**Kutipan Pilihan:**
——

Secara keseluruhan perjalanan ini gagal langsung ke puncak, perencanaan ideal yang akan tiba di tengah malam berakhir di tengah rimba. Terkadang walau puncak yang selalu teratas namun prioritas kebersamaan tim adalah utama. Perjalanan malam, dengan tim yang belum pernah ke Singgalang, serta cuaca yang kadang tak menentu memutuskan kami nge camp  di shelter 3. Dan sebenarnya keputusan ini bisa dibilang cukup berani karena memang banyak pendaki lain yang berbarengan dan memilih nge-camp di bawah.  
***
Perjalanan malam yang berakhir di sekitar shelter 3 ini berjalan baik. Cuaca malam yang bersahabat memudahkan perjalanan. Namun track jalan bagi pemula memang membuat shock perjalanan. Jalanan mendaki Singgalang sebenarnya dimudahkan dengan tanda tiang per tiang setinggi 4 meter sebagai penunjuk jalan. Namun hal ini tidak dengan kontur tanah, tidak ada jalanan datar yang memudahkan pendakian. Jalanan mendaki malam hari itu lebih banyak dihabiskan  dengan suara-suara nafas yang tersengal karena menanjak dibandingkan dengan suara musik yang didendangkan.
Singgalang yang merupakan Gunung non aktif berhasil menciptakan kelembaban akut di sekitar pendakian. Hal ini juga yang akan diperparah jika cuaca tidak bersahabat (hujan).jalan akan licin dan menyulitkan pendakian. Penulis pribadi lebih menyarankan bagi pendaki pemula untuk menjajal track merapi. Namun jika ingin mendaki dengan track yang menantang Gunung Singgalang pilihannya.

——

**Data yang Disediakan:**

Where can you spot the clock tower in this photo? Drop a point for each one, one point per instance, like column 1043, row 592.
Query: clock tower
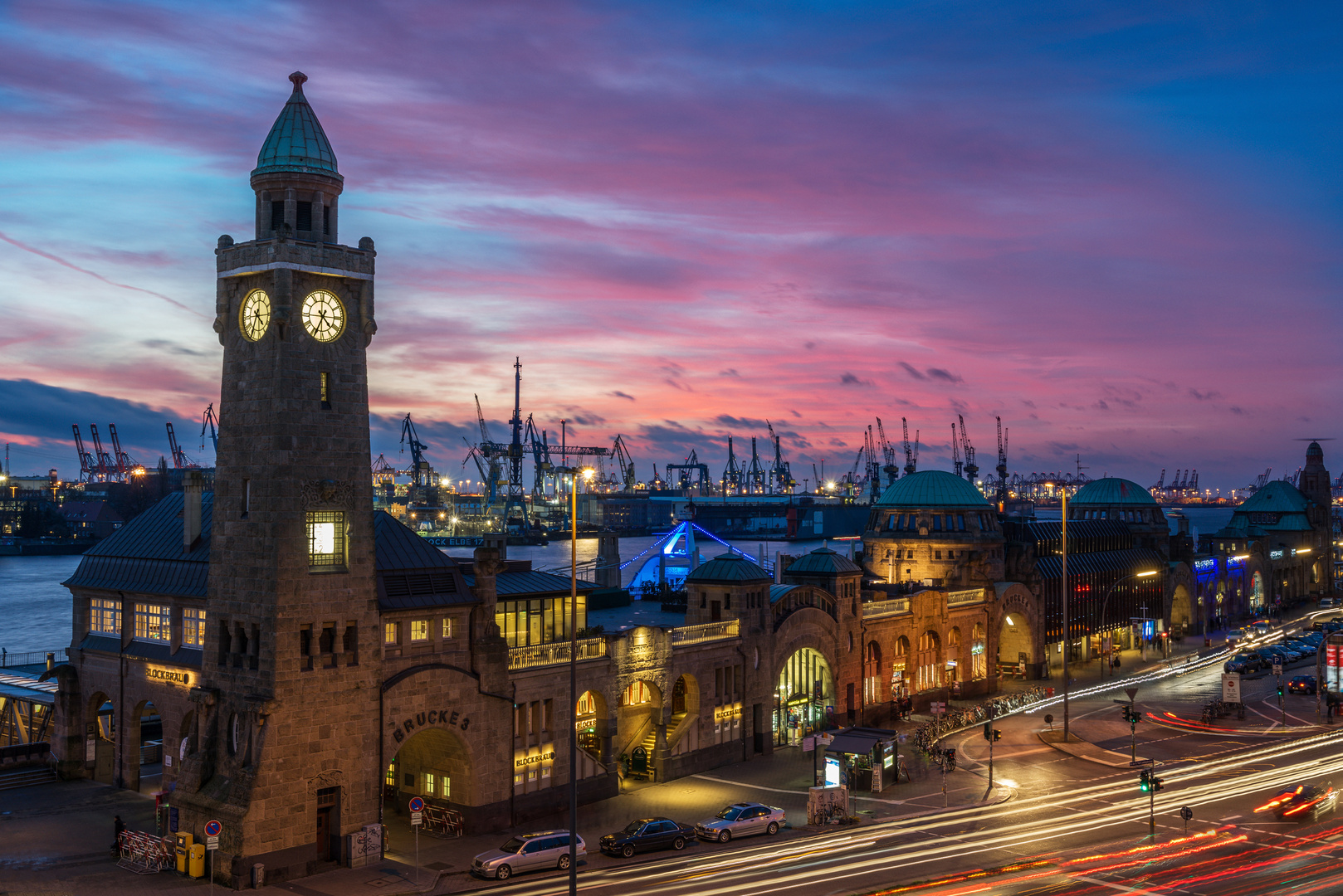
column 286, row 712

——

Salin ulang kutipan tentang pendakian Gunung Singgalang secara persis, mulai dari "Secara keseluruhan perjalanan" terus ke bawah sampai "nge-camp di bawah.".

Secara keseluruhan perjalanan ini gagal langsung ke puncak, perencanaan ideal yang akan tiba di tengah malam berakhir di tengah rimba. Terkadang walau puncak yang selalu teratas namun prioritas kebersamaan tim adalah utama. Perjalanan malam, dengan tim yang belum pernah ke Singgalang, serta cuaca yang kadang tak menentu memutuskan kami nge camp  di shelter 3. Dan sebenarnya keputusan ini bisa dibilang cukup berani karena memang banyak pendaki lain yang berbarengan dan memilih nge-camp di bawah.